======== Entries

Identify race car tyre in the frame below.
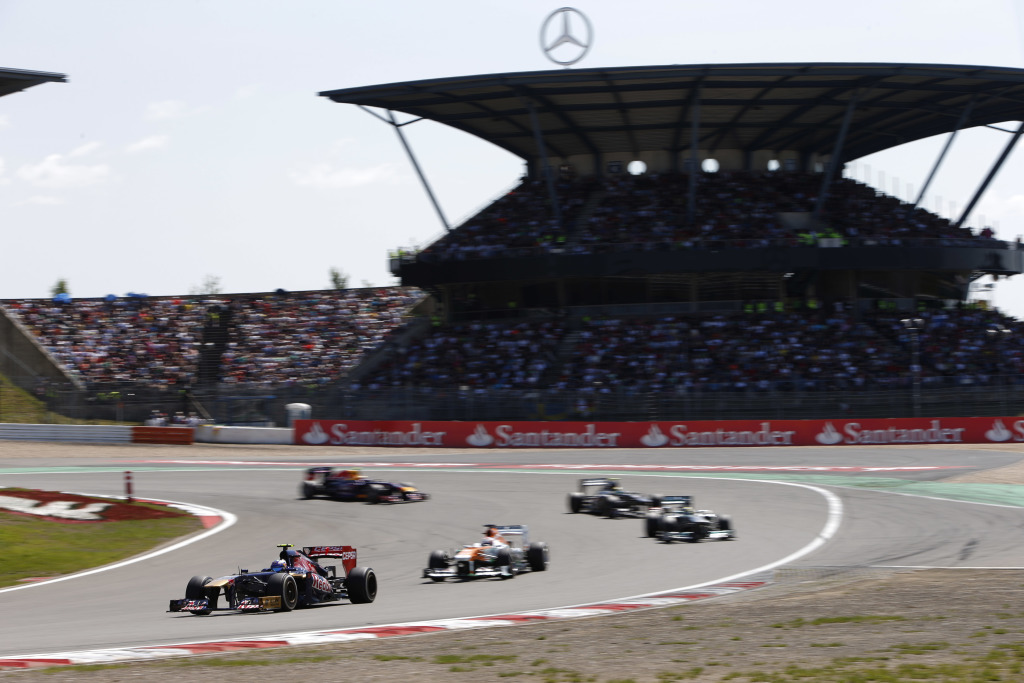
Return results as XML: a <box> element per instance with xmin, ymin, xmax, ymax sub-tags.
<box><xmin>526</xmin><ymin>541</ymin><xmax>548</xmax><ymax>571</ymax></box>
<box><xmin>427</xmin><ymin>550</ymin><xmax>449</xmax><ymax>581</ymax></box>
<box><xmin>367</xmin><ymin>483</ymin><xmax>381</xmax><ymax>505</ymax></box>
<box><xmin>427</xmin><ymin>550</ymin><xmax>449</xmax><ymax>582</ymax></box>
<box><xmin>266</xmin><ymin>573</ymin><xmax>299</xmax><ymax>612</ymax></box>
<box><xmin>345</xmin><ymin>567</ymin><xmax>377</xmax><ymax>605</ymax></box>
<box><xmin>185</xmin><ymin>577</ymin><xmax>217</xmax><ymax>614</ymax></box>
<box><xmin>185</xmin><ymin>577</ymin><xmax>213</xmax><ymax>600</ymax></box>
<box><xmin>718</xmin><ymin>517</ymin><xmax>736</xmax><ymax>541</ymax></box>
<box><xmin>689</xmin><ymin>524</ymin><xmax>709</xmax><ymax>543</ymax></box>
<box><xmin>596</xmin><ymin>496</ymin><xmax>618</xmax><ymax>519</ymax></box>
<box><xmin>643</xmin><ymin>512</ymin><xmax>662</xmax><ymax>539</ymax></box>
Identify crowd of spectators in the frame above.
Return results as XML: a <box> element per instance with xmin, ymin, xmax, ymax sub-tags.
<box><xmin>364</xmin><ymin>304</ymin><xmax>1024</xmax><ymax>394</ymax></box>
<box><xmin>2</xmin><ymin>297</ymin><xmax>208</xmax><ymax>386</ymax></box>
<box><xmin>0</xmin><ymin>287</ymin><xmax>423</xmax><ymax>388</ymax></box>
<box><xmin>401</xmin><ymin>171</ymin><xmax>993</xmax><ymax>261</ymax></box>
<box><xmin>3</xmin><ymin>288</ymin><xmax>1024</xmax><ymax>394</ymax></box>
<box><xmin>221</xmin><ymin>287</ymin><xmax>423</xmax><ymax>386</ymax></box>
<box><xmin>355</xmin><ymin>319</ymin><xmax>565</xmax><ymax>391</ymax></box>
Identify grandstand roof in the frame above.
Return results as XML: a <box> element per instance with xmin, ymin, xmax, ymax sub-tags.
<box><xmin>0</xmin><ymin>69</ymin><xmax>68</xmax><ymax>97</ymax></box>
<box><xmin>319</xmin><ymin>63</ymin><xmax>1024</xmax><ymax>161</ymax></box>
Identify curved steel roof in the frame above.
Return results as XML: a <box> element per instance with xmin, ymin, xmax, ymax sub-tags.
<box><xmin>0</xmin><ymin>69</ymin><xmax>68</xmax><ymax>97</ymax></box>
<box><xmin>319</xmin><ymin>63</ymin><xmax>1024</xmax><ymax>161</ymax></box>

================

- Exercise details
Please quote all of the data above word for word, leaving out the picture.

- Full solution
Identify race car tyre in the frame below.
Return results as XML: a <box> element per instance with xmin, ymin, xmax, ymax sub-tags.
<box><xmin>526</xmin><ymin>541</ymin><xmax>548</xmax><ymax>571</ymax></box>
<box><xmin>427</xmin><ymin>550</ymin><xmax>449</xmax><ymax>581</ymax></box>
<box><xmin>367</xmin><ymin>483</ymin><xmax>381</xmax><ymax>505</ymax></box>
<box><xmin>427</xmin><ymin>550</ymin><xmax>449</xmax><ymax>582</ymax></box>
<box><xmin>266</xmin><ymin>573</ymin><xmax>299</xmax><ymax>612</ymax></box>
<box><xmin>345</xmin><ymin>567</ymin><xmax>377</xmax><ymax>605</ymax></box>
<box><xmin>185</xmin><ymin>577</ymin><xmax>217</xmax><ymax>614</ymax></box>
<box><xmin>185</xmin><ymin>577</ymin><xmax>213</xmax><ymax>600</ymax></box>
<box><xmin>718</xmin><ymin>517</ymin><xmax>736</xmax><ymax>541</ymax></box>
<box><xmin>689</xmin><ymin>524</ymin><xmax>709</xmax><ymax>543</ymax></box>
<box><xmin>596</xmin><ymin>496</ymin><xmax>618</xmax><ymax>519</ymax></box>
<box><xmin>643</xmin><ymin>512</ymin><xmax>662</xmax><ymax>539</ymax></box>
Identify crowd of spectators in the frame above.
Return results as XML: a <box> element per instance with xmin, ymin, xmax, ymax sub-tags.
<box><xmin>364</xmin><ymin>304</ymin><xmax>1024</xmax><ymax>394</ymax></box>
<box><xmin>2</xmin><ymin>297</ymin><xmax>208</xmax><ymax>386</ymax></box>
<box><xmin>0</xmin><ymin>287</ymin><xmax>423</xmax><ymax>388</ymax></box>
<box><xmin>401</xmin><ymin>171</ymin><xmax>993</xmax><ymax>261</ymax></box>
<box><xmin>3</xmin><ymin>288</ymin><xmax>1024</xmax><ymax>394</ymax></box>
<box><xmin>221</xmin><ymin>287</ymin><xmax>423</xmax><ymax>386</ymax></box>
<box><xmin>355</xmin><ymin>319</ymin><xmax>565</xmax><ymax>391</ymax></box>
Identify grandstand roof in the frame above.
Return results as XML: a <box> element per instance with xmin, ymin, xmax, ymax sub-tags.
<box><xmin>0</xmin><ymin>69</ymin><xmax>68</xmax><ymax>97</ymax></box>
<box><xmin>319</xmin><ymin>63</ymin><xmax>1024</xmax><ymax>161</ymax></box>
Identify curved steel roof in the frame above.
Return results as XML: a <box> element per instance with xmin, ymin, xmax, ymax sub-tags.
<box><xmin>0</xmin><ymin>69</ymin><xmax>68</xmax><ymax>97</ymax></box>
<box><xmin>319</xmin><ymin>63</ymin><xmax>1024</xmax><ymax>161</ymax></box>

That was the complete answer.